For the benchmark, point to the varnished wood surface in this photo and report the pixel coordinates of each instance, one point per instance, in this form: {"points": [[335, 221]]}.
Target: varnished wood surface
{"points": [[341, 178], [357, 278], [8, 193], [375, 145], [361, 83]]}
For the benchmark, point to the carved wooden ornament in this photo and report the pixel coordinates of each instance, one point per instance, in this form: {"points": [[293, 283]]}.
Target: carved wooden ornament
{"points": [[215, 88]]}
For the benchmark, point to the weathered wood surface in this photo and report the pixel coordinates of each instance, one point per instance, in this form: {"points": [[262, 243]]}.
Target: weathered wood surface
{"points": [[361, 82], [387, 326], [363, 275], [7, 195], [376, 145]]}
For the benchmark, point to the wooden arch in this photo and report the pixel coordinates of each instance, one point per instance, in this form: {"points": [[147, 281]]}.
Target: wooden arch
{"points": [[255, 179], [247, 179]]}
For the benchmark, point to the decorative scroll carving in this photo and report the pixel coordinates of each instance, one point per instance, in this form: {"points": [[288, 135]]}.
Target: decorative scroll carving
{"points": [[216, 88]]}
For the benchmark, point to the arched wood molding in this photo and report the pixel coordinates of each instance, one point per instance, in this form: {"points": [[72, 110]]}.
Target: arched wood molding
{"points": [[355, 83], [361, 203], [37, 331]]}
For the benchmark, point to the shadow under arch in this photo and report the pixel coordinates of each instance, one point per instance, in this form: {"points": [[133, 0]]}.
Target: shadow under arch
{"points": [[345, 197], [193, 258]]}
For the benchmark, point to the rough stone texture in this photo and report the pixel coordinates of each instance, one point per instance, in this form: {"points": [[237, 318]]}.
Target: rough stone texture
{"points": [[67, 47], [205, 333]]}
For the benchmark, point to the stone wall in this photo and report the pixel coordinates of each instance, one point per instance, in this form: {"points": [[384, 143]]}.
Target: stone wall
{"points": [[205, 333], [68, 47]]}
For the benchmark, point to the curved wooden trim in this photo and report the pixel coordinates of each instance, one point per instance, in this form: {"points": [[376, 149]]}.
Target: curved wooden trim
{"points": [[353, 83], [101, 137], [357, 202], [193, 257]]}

####################

TO DO: Can you reproduce every line from the one containing "For the benchmark, point to the stone" through the end of the entries, with each point coordinate in the answers shifted by -80?

RESPONSE TO THIS EXERCISE:
For the benchmark, point to the stone wall in this photo and report the pixel coordinates of each instance, one point per instance, in this form: {"points": [[384, 143]]}.
Target: stone wall
{"points": [[125, 253], [-12, -33]]}
For the benchmark, point to the curved wooden trim in this photo and report the pixel coordinates of each instance, one point per instance, in this form: {"points": [[376, 149]]}.
Target: curved wooden trim
{"points": [[273, 3], [21, 57], [277, 122], [113, 177]]}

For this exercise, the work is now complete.